• What you should do
Collect every line of the data below that contains the string "Query", matching case exactly.

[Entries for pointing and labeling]

<<<<

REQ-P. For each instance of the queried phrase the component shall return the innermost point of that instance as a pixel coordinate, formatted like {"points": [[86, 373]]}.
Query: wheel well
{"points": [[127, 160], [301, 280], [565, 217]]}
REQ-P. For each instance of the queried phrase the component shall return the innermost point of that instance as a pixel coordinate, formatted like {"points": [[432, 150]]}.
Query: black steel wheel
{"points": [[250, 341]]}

>>>>
<<<<

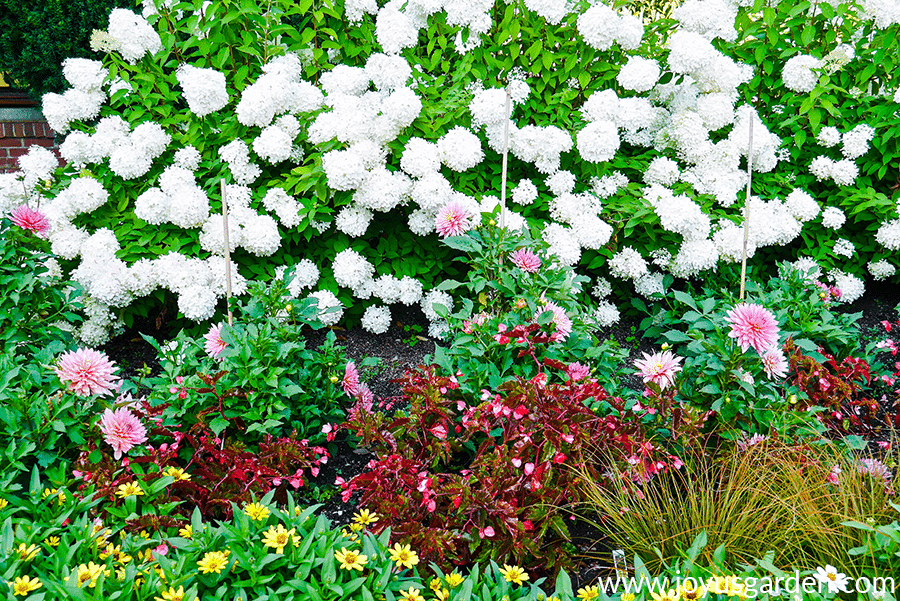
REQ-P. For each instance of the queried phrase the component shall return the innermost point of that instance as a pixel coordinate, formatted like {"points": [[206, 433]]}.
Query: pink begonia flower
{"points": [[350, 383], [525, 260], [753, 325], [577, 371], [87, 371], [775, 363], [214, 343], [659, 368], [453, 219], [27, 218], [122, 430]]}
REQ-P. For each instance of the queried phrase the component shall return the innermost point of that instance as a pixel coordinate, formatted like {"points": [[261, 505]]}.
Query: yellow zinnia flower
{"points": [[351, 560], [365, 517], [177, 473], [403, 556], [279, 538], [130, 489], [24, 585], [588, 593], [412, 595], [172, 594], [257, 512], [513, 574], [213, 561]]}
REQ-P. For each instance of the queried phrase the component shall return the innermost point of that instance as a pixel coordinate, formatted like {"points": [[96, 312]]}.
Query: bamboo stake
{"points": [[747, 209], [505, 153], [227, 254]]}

>>>>

• Correct output
Query: wheel well
Query: black steel wheel
Query: pink begonia flower
Query: yellow zinnia flower
Query: bamboo stake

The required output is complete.